* [Apa yang Dikerjakan]:
- a) Menurut kutipan tentang teori keagenan, dalam jenis perusahaan apa konflik antara manajemen dan pemegang saham terutama muncul?
- b) Salin secara persis seluruh bagian kutipan tentang teori keagenan, mulai dari "Meskipun teori keagenan" terus hingga "oleh teori keagenan.".

* [Kutipan Sumber]:

Dalam konteks perusahaan modern, teori keagenan memiliki aplikasi yang luas. Salah satu tantangan utamanya adalah konflik antara manajemen dan pemegang saham, terutama dalam perusahaan publik dimana kepemilikan tersebar dan kontrol terhadap manajemen menjadi lemah. Beberapa isu yang sering dikaitkan dengan agency theory meliputi pengelolaan laporan keuangan dengan manajemen dapat terlibat dalam manipulasi laporan keuangan untuk mencapai target pribadi atau mempertahankan posisinya, kebijakan dividen dalam pengambilan keputusan terkait distribusi laba kepada pemerintah saham yang bisa jadi bertentangan dengan kepentingan manejemen, dan pengambilan investasi yang berisiko tinggi oleh manajemen terutama jika merasa terlindungi dari kerugian finansial pribadi.
Meskipun teori keagenan sangat relevan dalam memahami hubungan antara manajemen dan pemilik, teori ini mendapat kritik dari beberapa sudut pandang diantaranya pendekatan rasionalitas terbatas yang mengansumsikan bahwa semua pihak bertindak secara rasional untuk memaksimalkan kepentingannya sendiri, namun dalam praktiknya, seringkali terdapat faktor-faktor psikologis dan emosional yang mempengaruhi pengambilan keputusan, teori yang berorientasi pada pasar lebih menekankan hubungan pasar, seperti insentif keuangan dan pengawasan, dan kurang mempertimbangkan aspek sosial dan moral yang mungkin juga dapat berpengaruh terhadap perilaku agen, serta relevansi dalam konteks budaya yang berbeda menjelaskan hubungan antara prinsipal dan agen bisa dipengaruhi oleh norma-norma sosial yang tidak sepenuhnya dijelaskan oleh teori keagenan.

* [Segmen Data]:
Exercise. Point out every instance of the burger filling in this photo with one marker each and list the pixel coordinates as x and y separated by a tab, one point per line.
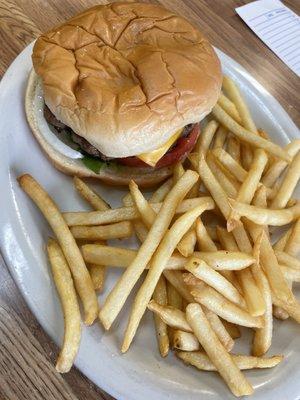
176	149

* [Penyelesaian Tugas]:
- a) Konflik itu terutama muncul dalam perusahaan publik, yang kepemilikannya tersebar dan kontrol terhadap manajemennya lemah.

- b)
Meskipun teori keagenan sangat relevan dalam memahami hubungan antara manajemen dan pemilik, teori ini mendapat kritik dari beberapa sudut pandang diantaranya pendekatan rasionalitas terbatas yang mengansumsikan bahwa semua pihak bertindak secara rasional untuk memaksimalkan kepentingannya sendiri, namun dalam praktiknya, seringkali terdapat faktor-faktor psikologis dan emosional yang mempengaruhi pengambilan keputusan, teori yang berorientasi pada pasar lebih menekankan hubungan pasar, seperti insentif keuangan dan pengawasan, dan kurang mempertimbangkan aspek sosial dan moral yang mungkin juga dapat berpengaruh terhadap perilaku agen, serta relevansi dalam konteks budaya yang berbeda menjelaskan hubungan antara prinsipal dan agen bisa dipengaruhi oleh norma-norma sosial yang tidak sepenuhnya dijelaskan oleh teori keagenan.